• EXERCISES:
**1.** List every country named in the advice column about only children.
**2.** In the advice column about only children, transcribe the passage starting with "There are a number" and going on through "solving problems independently.".

[START SUPPLIED PASSAGE]

Is an Only Child a lonely Child?

Page 149

Is an Only Child a lonely Child?

This month and Modern Family, child psychologist Dr. Ethan Stevens answers a question from Andrea Gonzales, who writes:

Dear Dr. Stevens,

My husband and I are facing a dilemma, namely, the issue of whether to have a second child. We already have one healthy, happy five-year-old son.

Both of us have demanding jobs and limited time and financial resources, but we also want to make sure that our only child does not become a lonely child. What the pros and cons of having a second child?

Dear Andrea,

This is one of the most difficult issues that parents nowadays face. As you point out, a concern that is often heard with regard to only children is whether one child necessarily means a lonely child.

Many parents feel a stigma associated with their decision to have only one child, fearing they are seen as thinking only about themselves as opposed to about their child’s well-being.

There are no other children in the family for the child to associate with, which may lead to the child feeling lonely, especially if both parents are working.

Another common argument against having just one child is that an only child may be more spoiled than one with siblings. Many people believe that a single child will not have learned to negotiate with others or respect the give-and-take involved in many relationships.

Some think this may leave the child less capable of interacting well with people his or her own age than one who is been raised with siblings.

Your son is not alone in being an only child. There’s an increasing trend for choosing to have only one child for the very same reasons you listed. In South Korea, for example, the percentage of families with only one child is higher than ever.

This follows a general trend in Asia where in many countries − including Japan, China, Singapore, and Thailand − couples are having on average fewer than two children.

Advocates of single-child families argue that there are advantages for the child as well as the parents. With just one child, they suggest, there is less potential for family arguments arising from sibling jealousy or parents favoring one child, over the other(s).

Moreover, with only one child, the parents can afford to give more quality time and attention. This often leads to increased self-esteem, which, combined with increased independence, can lead to the child being more confident.

There are a number of ways that parents can help to ensure that their only child doesn’t get lonely. Here are some suggestions for parenting an only child:

Let them be social. Children need friends their age and playing in a group encourages skills like sharing, teamwork, and patience.

Find ways for your child to socialize, such as play groups, sports, or summer camp. Welcome challenges. Only children learn to do many things for themselves, though they will need your help for some things. Encourage your child to challenge himself by solving problems independently.

Alone time is okay, too. As much as you want to help your child interact well with others, don’t worry too much about a child who is content to keep to himself. Time spent alone contributes to personality development and decision-making skills.

Unfortunately, Andrea, there is no simple answer to the question of whether or not to have a second child. The circumstances affecting each set of parents are unique; I always believe what is appropriate for one family may not be for another.

The important thing, in the end, is to make a decision that both you and your husband feel confident about.

[END SUPPLIED PASSAGE]
[START DATA ROWS]

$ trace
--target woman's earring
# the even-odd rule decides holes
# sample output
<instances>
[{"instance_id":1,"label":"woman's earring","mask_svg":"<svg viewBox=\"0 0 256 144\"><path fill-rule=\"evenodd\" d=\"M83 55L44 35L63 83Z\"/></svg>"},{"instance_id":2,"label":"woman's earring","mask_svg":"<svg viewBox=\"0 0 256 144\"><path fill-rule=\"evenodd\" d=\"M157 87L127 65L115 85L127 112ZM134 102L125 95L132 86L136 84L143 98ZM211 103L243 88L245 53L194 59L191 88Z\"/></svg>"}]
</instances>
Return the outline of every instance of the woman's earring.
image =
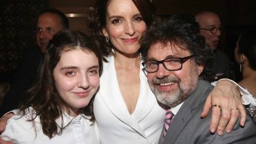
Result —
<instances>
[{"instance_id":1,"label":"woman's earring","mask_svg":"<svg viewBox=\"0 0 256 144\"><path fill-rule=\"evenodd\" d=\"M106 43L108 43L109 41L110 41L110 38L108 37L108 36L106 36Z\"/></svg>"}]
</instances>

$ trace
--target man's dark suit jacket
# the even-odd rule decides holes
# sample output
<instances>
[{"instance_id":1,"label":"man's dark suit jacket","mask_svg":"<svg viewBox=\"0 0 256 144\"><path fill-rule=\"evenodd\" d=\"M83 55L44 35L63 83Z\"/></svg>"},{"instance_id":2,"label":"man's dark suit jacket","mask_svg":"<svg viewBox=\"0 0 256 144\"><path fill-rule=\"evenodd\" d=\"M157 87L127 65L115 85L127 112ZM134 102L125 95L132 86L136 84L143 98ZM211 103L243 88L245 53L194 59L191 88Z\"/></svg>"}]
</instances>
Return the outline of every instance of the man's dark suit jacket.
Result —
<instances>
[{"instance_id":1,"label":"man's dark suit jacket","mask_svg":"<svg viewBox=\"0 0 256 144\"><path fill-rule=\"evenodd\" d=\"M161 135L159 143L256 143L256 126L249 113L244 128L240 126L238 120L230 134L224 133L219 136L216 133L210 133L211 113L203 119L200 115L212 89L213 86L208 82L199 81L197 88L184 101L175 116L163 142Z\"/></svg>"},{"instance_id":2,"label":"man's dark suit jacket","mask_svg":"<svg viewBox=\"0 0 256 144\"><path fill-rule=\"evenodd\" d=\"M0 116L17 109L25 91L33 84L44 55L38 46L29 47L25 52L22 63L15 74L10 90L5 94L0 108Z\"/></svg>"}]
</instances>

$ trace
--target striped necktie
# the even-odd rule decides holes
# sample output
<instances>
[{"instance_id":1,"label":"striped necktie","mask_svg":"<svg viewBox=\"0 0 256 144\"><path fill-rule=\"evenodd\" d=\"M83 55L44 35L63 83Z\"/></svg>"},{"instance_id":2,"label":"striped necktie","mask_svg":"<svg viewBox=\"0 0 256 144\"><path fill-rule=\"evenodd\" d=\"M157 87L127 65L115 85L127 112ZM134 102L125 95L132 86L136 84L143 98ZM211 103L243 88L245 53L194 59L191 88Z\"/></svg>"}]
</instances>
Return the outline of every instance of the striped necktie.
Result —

[END DATA ROWS]
[START DATA ROWS]

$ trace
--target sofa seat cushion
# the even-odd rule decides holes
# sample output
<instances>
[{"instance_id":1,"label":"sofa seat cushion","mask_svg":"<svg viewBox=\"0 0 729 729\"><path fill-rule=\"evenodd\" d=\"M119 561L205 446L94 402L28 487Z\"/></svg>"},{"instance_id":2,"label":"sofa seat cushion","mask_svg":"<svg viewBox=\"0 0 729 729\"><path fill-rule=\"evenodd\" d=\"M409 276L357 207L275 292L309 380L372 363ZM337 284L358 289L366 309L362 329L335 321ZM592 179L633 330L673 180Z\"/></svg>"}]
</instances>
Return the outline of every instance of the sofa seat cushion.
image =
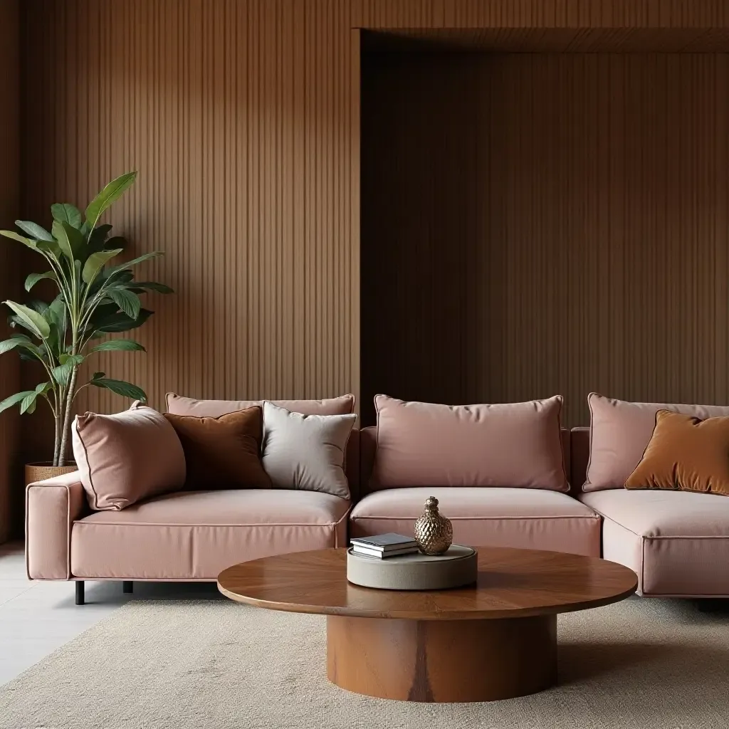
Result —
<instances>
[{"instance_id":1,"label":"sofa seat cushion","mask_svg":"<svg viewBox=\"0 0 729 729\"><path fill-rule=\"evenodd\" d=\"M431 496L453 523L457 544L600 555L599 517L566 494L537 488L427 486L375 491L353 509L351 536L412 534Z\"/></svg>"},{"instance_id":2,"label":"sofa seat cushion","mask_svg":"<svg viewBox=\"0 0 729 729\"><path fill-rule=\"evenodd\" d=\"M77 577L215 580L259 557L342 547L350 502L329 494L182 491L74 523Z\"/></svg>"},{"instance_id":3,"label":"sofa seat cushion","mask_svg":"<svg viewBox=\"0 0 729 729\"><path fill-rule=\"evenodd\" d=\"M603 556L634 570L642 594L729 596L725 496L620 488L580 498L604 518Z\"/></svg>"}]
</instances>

[END DATA ROWS]
[START DATA ROWS]

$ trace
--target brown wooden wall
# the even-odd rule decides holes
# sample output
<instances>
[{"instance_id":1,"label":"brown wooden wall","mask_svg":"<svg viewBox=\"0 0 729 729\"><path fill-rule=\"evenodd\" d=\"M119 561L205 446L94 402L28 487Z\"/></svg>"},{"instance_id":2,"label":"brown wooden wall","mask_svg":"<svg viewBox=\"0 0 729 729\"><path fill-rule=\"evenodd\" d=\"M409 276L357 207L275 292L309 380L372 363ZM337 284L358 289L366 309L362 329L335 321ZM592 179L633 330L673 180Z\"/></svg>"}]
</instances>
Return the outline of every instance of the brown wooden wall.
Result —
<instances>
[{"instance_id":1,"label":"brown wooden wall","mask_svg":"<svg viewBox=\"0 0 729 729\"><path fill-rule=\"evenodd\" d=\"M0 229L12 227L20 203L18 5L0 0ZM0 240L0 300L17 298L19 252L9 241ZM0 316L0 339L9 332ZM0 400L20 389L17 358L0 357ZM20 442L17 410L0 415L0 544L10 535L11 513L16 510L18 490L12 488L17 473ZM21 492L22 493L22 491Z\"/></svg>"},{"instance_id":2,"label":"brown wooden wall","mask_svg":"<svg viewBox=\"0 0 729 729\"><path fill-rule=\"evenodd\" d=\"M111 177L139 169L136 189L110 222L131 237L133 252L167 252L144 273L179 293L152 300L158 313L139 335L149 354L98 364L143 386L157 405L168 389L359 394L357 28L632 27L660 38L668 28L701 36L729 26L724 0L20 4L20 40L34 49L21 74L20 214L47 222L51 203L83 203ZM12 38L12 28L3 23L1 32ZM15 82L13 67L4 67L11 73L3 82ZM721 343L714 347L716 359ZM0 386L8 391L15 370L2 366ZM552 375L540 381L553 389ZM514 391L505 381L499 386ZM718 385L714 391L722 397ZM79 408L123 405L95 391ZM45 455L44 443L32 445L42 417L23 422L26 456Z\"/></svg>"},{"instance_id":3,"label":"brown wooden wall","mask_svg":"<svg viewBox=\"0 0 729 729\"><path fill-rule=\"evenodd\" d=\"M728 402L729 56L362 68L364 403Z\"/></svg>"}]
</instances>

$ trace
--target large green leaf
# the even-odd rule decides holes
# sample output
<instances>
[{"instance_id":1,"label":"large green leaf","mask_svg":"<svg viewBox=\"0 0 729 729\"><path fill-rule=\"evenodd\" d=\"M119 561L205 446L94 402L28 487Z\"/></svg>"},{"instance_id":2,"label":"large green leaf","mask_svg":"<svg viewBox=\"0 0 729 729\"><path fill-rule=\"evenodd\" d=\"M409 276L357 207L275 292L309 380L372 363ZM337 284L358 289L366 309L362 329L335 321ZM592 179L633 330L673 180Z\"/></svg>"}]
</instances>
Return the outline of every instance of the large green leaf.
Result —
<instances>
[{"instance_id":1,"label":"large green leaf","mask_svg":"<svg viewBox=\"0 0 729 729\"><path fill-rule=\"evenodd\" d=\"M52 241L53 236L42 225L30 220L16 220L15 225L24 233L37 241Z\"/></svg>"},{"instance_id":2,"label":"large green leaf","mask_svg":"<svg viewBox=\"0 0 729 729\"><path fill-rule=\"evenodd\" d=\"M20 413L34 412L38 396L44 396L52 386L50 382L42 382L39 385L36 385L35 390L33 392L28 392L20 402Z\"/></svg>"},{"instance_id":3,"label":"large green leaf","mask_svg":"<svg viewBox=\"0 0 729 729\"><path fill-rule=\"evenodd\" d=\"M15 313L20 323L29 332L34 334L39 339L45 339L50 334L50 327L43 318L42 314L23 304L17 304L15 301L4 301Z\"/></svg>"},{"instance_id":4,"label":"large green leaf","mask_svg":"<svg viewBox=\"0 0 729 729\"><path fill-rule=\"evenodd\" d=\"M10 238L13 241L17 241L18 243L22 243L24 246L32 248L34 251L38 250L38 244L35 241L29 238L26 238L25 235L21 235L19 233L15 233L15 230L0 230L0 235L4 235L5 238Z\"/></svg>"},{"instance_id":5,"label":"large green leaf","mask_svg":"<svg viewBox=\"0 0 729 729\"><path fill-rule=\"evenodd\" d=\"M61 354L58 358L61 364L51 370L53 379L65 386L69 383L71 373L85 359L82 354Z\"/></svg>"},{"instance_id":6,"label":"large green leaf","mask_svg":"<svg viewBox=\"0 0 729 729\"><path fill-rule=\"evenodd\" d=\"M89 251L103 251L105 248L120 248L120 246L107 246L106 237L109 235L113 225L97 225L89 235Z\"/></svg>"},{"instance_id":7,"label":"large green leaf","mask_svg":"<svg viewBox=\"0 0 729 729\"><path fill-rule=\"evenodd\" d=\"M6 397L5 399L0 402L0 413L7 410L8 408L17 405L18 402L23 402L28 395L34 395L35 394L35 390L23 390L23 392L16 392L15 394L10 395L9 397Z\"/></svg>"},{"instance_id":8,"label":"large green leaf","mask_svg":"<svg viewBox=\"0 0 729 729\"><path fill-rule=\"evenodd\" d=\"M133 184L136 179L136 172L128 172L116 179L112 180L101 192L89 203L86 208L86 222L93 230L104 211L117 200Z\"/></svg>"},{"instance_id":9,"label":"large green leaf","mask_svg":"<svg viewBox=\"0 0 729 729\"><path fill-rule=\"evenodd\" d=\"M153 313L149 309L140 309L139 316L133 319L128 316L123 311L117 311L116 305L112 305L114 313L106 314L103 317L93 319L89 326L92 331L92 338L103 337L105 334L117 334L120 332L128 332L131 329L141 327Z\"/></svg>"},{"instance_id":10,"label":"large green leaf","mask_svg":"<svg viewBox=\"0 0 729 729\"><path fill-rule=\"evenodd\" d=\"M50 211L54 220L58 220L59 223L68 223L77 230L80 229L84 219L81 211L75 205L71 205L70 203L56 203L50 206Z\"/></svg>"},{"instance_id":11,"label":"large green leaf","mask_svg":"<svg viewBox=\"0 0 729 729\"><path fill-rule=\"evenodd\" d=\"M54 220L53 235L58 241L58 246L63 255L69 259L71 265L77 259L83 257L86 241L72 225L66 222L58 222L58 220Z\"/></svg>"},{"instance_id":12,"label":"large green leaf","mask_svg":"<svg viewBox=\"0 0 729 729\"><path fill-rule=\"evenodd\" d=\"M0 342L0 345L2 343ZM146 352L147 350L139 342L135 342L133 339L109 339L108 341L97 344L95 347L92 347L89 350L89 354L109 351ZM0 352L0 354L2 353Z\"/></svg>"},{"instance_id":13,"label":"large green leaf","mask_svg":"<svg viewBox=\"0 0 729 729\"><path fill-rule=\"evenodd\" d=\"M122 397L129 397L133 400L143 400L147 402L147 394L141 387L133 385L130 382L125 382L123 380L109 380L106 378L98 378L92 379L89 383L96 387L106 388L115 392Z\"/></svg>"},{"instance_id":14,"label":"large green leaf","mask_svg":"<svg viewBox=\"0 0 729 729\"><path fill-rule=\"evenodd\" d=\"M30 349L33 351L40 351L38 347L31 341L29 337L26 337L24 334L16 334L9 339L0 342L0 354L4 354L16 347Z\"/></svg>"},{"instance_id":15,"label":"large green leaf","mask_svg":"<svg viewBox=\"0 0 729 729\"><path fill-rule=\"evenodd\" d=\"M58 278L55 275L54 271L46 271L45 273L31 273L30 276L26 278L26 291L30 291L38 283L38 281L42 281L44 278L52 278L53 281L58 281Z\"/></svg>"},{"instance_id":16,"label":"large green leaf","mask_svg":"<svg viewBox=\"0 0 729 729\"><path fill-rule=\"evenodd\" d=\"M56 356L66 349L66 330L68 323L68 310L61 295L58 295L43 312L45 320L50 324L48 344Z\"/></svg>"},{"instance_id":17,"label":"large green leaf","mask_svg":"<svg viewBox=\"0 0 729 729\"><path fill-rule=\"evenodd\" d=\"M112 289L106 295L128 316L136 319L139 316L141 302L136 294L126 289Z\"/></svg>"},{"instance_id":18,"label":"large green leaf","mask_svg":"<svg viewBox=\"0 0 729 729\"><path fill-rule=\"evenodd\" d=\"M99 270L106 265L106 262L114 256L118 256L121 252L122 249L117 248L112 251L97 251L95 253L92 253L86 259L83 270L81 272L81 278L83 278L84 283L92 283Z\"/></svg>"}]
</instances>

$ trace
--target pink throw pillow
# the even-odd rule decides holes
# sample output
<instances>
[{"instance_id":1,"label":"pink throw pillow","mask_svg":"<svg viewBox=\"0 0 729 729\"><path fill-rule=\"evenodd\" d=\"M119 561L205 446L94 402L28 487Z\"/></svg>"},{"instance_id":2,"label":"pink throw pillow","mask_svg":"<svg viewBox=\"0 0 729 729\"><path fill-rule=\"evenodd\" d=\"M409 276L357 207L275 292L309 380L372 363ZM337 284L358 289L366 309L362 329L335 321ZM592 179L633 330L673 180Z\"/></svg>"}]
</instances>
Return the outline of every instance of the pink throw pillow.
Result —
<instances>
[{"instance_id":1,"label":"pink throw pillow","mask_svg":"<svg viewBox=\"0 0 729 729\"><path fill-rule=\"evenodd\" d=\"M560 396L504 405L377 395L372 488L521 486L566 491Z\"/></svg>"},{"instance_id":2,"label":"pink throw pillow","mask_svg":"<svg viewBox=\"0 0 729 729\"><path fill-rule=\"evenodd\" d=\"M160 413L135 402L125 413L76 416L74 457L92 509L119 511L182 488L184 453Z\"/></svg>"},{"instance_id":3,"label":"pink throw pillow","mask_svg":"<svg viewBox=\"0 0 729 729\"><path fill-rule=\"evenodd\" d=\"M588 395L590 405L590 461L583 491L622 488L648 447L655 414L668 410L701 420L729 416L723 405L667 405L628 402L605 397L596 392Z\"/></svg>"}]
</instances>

[END DATA ROWS]

• SOLUTIONS BY TASK:
**1.** South Korea, Japan, China, Singapore, Thailand

**2.**
There are a number of ways that parents can help to ensure that their only child doesn’t get lonely. Here are some suggestions for parenting an only child:

Let them be social. Children need friends their age and playing in a group encourages skills like sharing, teamwork, and patience.

Find ways for your child to socialize, such as play groups, sports, or summer camp. Welcome challenges. Only children learn to do many things for themselves, though they will need your help for some things. Encourage your child to challenge himself by solving problems independently.